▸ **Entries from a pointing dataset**
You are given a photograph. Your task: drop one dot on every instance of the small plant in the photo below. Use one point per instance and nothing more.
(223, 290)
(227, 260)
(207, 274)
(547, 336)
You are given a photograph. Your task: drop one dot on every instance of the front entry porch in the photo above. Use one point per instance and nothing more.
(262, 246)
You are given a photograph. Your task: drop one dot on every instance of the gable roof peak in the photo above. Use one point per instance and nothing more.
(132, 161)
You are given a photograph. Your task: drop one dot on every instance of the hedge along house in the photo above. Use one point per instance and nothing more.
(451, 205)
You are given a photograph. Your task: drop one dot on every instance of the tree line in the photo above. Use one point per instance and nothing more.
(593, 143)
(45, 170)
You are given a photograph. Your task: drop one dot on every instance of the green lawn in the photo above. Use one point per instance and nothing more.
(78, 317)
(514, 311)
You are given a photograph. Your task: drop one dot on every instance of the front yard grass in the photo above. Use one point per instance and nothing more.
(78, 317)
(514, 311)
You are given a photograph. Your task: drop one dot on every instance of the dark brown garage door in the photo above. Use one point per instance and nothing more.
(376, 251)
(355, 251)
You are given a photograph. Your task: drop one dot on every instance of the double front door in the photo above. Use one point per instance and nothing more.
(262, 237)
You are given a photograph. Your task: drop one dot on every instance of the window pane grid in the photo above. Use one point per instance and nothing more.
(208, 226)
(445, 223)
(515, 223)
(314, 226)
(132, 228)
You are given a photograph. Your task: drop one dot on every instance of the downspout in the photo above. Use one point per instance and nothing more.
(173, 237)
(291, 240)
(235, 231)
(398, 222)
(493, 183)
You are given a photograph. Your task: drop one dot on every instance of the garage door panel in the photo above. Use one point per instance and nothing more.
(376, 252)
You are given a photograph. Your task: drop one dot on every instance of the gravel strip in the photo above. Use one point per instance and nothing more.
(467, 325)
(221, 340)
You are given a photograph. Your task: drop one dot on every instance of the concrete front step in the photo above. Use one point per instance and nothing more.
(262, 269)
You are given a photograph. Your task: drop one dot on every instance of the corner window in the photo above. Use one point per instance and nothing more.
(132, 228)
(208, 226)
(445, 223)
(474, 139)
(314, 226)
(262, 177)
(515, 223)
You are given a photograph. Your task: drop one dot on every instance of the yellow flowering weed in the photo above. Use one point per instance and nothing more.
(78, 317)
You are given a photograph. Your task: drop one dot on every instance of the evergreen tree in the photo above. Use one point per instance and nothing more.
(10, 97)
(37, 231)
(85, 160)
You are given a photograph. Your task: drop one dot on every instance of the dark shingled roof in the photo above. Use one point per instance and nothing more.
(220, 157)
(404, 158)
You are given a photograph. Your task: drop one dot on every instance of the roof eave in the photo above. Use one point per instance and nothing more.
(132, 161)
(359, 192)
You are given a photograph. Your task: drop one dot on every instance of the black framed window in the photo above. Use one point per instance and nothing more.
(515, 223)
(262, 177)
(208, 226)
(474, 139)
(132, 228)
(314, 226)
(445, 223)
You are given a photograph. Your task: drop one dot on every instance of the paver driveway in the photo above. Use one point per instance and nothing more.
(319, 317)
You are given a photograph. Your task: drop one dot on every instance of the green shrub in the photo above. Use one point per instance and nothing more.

▸ **Task goal**
Reproduce every line of the material from the line containing "of the concrete" through the end of the material, requests included, and raise each point coordinate by 6.

▸ **Correct response**
You are given a photograph. Your task: drop one dot on every instance of the concrete front step in the photo above. Use one point per instance and nothing more.
(268, 275)
You are given a photograph. Your task: drop one dot on every instance of the corner window in the photo above. Use one point per instance and nothing more.
(138, 234)
(214, 232)
(451, 229)
(480, 145)
(320, 232)
(268, 183)
(521, 229)
You are given a photograph. Your task: drop one dot on every instance of the yellow flowering weed in the photo above. Use one point per instance and nothing more.
(84, 323)
You are given a photograph. Your task: drop one dot on every instance of the evergreen tree in the photo above. Use one point per instance and nothing more.
(16, 103)
(43, 237)
(91, 166)
You are given a photograph. Your task: drop one dot on every instance of the dark shingled roof in the photo above. Use one point per instance and nothing more.
(226, 163)
(410, 164)
You are given a photograph. Your task: drop one dot on every instance of the roof eave in the photo above. Use one point per instance and nothing more.
(138, 167)
(365, 198)
You are given a photograph. Your task: drop one dot on every instance of the black framed window in the photo above. Use one point per instance and nothing more.
(521, 229)
(268, 183)
(214, 232)
(480, 145)
(138, 234)
(320, 232)
(451, 229)
You are given a photograph. Your task: drop one dot on every instance of the paver driveway in the photo above. Use one point per instance and nothing more.
(325, 323)
You are given a photograph. Your task: drop one dot on every instance of the green shrub in the photo above. Use one point per instance and nothing more.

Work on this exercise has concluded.